Top of Records to process

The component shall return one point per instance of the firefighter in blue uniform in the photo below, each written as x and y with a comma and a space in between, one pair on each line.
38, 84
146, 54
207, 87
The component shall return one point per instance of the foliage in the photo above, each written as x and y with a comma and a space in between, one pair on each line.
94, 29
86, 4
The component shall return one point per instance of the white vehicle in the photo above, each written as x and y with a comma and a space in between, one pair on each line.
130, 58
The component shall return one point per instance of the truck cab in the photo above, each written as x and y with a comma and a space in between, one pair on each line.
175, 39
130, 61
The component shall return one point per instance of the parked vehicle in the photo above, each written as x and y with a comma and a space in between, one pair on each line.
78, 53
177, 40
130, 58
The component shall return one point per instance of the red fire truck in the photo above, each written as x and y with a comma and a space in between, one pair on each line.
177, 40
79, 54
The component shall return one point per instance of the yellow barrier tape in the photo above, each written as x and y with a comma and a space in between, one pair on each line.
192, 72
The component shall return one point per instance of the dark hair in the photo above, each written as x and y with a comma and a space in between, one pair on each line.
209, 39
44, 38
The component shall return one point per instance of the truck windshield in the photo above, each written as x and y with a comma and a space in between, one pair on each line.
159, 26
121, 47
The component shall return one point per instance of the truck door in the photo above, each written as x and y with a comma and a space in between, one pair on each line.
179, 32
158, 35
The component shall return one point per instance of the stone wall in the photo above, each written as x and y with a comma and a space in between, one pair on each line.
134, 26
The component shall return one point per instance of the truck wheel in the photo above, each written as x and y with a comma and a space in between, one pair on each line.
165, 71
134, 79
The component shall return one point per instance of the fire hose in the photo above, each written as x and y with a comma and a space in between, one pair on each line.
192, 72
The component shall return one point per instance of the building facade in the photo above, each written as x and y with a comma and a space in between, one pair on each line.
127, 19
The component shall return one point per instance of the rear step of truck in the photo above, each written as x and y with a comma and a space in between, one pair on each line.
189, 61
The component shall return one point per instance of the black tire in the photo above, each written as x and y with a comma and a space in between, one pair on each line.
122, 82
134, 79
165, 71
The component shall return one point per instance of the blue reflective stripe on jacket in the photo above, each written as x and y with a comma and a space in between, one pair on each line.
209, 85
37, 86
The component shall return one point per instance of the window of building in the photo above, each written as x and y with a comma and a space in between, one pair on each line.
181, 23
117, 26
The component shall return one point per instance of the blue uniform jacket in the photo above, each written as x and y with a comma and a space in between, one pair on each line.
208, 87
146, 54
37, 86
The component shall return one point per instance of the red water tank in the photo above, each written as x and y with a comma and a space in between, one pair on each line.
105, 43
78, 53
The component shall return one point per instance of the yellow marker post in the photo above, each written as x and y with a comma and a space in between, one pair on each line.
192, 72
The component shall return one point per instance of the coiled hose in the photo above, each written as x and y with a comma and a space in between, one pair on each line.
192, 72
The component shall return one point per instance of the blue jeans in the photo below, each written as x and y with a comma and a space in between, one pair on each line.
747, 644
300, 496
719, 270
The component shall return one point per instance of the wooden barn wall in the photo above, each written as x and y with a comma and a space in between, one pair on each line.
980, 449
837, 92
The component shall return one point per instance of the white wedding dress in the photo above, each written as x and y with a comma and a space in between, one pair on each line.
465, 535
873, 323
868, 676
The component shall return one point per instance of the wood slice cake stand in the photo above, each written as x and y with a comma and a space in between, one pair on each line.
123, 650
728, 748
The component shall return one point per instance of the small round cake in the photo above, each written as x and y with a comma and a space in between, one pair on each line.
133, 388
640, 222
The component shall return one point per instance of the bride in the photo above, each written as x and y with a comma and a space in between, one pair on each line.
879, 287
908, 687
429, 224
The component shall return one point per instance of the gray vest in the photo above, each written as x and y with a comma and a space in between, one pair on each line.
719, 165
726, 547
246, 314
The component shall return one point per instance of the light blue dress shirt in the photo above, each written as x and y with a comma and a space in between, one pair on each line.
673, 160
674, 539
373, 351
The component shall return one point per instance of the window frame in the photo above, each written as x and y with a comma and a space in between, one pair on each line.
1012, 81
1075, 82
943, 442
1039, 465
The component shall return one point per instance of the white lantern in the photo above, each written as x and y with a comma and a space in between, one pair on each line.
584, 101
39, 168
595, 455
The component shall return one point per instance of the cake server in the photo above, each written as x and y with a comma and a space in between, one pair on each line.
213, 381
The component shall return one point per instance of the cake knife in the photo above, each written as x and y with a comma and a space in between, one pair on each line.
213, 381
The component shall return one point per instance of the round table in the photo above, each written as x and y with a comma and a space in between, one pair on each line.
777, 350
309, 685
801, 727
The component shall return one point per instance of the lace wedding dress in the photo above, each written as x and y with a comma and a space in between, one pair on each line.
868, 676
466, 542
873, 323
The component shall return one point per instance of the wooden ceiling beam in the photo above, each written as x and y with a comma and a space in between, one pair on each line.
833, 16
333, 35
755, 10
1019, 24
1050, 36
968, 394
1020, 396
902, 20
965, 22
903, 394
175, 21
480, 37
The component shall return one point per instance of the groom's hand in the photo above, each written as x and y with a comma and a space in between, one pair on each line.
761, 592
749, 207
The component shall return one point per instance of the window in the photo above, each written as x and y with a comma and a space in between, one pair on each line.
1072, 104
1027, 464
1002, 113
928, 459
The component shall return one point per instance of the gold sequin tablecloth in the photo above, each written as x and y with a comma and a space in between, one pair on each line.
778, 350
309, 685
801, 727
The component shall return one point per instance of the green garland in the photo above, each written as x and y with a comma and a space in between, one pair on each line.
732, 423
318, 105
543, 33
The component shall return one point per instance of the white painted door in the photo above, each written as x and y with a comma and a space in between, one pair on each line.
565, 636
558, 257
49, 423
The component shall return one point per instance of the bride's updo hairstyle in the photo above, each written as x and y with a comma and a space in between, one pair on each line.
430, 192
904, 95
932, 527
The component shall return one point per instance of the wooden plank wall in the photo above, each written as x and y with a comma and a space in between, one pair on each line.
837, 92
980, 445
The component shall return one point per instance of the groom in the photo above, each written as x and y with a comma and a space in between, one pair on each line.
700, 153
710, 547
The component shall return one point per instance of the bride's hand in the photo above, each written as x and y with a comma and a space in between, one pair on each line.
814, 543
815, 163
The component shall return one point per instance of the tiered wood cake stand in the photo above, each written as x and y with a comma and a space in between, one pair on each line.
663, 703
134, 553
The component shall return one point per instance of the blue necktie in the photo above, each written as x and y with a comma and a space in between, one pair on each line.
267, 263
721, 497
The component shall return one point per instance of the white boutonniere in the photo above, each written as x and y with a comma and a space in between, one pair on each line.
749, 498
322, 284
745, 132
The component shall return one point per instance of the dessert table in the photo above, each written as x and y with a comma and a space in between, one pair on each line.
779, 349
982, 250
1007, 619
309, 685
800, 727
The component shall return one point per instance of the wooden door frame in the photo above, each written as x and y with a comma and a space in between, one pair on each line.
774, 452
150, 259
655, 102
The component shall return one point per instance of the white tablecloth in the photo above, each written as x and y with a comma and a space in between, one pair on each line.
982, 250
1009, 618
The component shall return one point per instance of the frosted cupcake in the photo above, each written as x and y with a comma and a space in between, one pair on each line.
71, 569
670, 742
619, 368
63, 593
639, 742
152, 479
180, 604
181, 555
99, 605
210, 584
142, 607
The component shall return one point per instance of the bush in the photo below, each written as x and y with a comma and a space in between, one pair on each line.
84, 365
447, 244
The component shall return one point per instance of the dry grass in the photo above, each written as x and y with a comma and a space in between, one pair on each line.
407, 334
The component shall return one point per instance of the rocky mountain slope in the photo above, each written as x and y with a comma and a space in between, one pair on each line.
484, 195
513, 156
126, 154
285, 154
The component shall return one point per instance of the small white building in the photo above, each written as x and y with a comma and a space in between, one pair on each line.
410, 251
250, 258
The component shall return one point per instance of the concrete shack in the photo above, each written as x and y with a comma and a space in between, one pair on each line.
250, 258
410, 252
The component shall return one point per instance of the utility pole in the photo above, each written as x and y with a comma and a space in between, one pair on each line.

Bottom of Records to process

## Task statement
Start at the line containing "the small white" and print each line exactly until the listing ends, keeping the final line too.

## Response for this exercise
The component shall return one point per instance of the small white building in the photo above, each written as x and y with a comma and a space in between, one pair on each line.
410, 251
250, 258
The component shall return one point per instance of the concrete shack in the photo above, each written as x and y with a comma and a space in between, one pair on each line.
250, 258
410, 252
The component shall return one point per instance of the utility pole in the photo above, each written as x and y with a comma and a space in between, one pair on each line.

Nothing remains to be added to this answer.